--- START OF DATA SHOWN ---

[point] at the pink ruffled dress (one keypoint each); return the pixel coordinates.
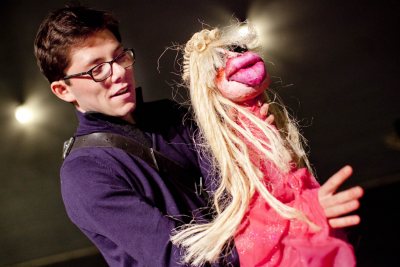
(266, 239)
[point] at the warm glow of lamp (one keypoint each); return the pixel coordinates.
(23, 114)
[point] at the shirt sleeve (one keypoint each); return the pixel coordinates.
(98, 198)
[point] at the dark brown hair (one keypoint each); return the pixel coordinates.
(64, 29)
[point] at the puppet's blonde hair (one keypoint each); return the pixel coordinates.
(239, 177)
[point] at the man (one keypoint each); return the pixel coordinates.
(126, 205)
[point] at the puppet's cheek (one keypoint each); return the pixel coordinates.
(239, 92)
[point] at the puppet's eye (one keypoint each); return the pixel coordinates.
(238, 49)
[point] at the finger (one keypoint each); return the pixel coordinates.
(344, 221)
(353, 193)
(335, 181)
(264, 109)
(342, 209)
(270, 119)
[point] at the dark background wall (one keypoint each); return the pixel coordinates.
(335, 65)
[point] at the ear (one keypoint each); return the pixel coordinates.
(62, 91)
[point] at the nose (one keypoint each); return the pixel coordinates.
(118, 72)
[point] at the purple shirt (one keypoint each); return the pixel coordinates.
(122, 204)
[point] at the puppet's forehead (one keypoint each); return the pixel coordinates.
(238, 48)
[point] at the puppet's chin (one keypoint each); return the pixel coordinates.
(239, 92)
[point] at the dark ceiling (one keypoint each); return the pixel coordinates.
(335, 64)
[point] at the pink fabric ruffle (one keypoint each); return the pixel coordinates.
(267, 239)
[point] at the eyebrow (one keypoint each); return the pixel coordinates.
(100, 60)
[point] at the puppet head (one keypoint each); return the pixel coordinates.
(223, 63)
(243, 77)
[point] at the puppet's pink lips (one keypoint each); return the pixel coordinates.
(247, 68)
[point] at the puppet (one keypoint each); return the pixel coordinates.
(266, 200)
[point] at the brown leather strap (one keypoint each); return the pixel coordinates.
(182, 177)
(111, 140)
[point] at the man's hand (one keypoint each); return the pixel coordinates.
(337, 205)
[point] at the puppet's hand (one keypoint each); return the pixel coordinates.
(337, 205)
(264, 113)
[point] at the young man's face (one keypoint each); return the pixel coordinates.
(115, 96)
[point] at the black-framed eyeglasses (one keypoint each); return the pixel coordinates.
(103, 70)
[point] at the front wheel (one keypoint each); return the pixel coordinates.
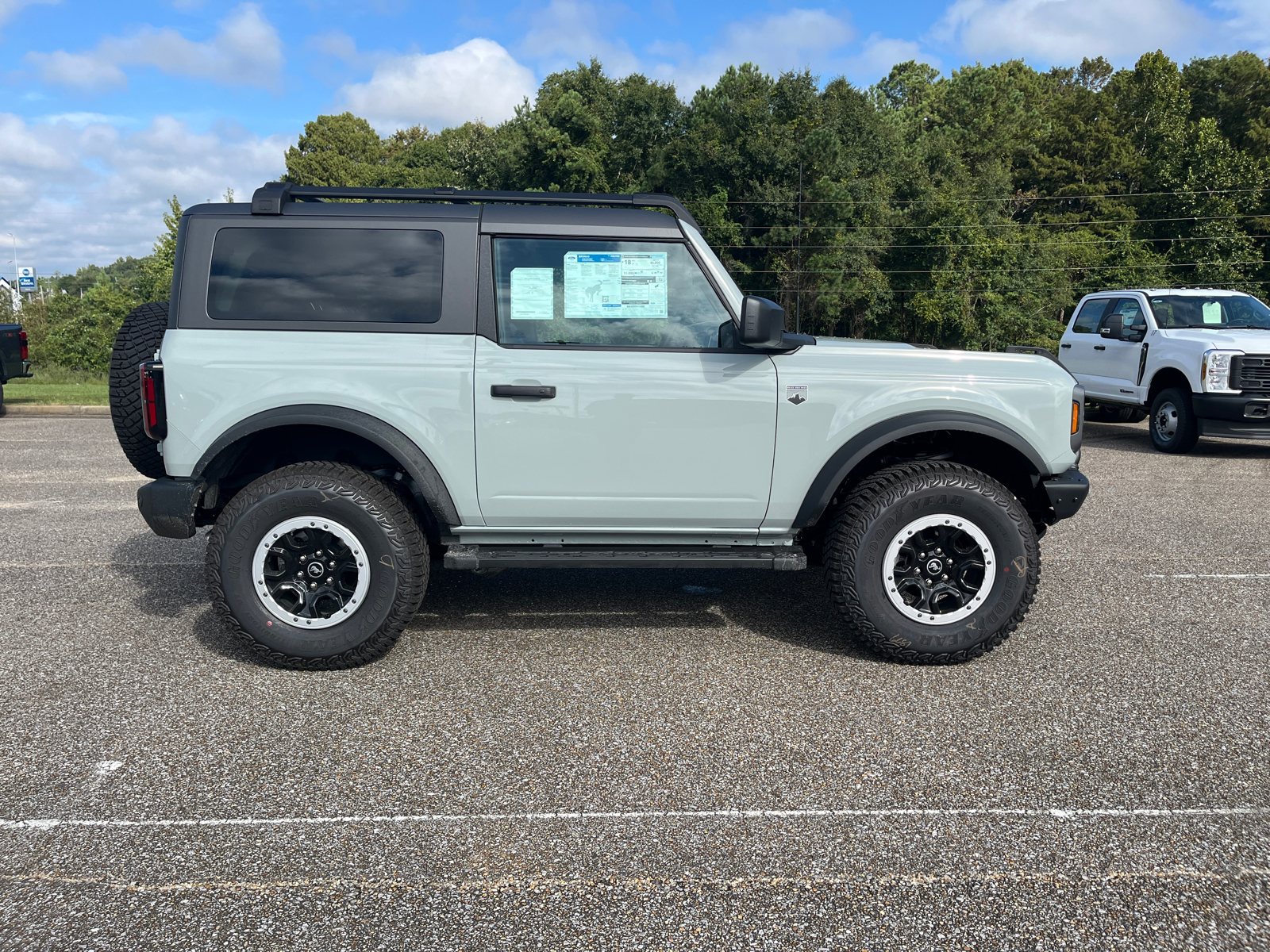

--- END OF DATA SHOWN ---

> **PROBLEM TO SOLVE**: Reproduce the rows from the line containing "[point] at the man's" through the end of the rows, substituting "palm" for every "hand" and changing nothing else. Omit the pictures from your answer.

> **ANSWER BELOW**:
[point] at the man's palm (one keypoint each); return the pixel coordinates.
(337, 205)
[point] at the puppet's palm (one keypoint each); return the pixel coordinates.
(337, 205)
(264, 113)
[point] at the young man's face (one keypoint each); return the pixel coordinates.
(115, 96)
[point] at the black-framed eyeglasses (one keypoint each); return the pixel coordinates.
(103, 70)
[point] at the front wheel (one keypoint each); return the pixel coordinates.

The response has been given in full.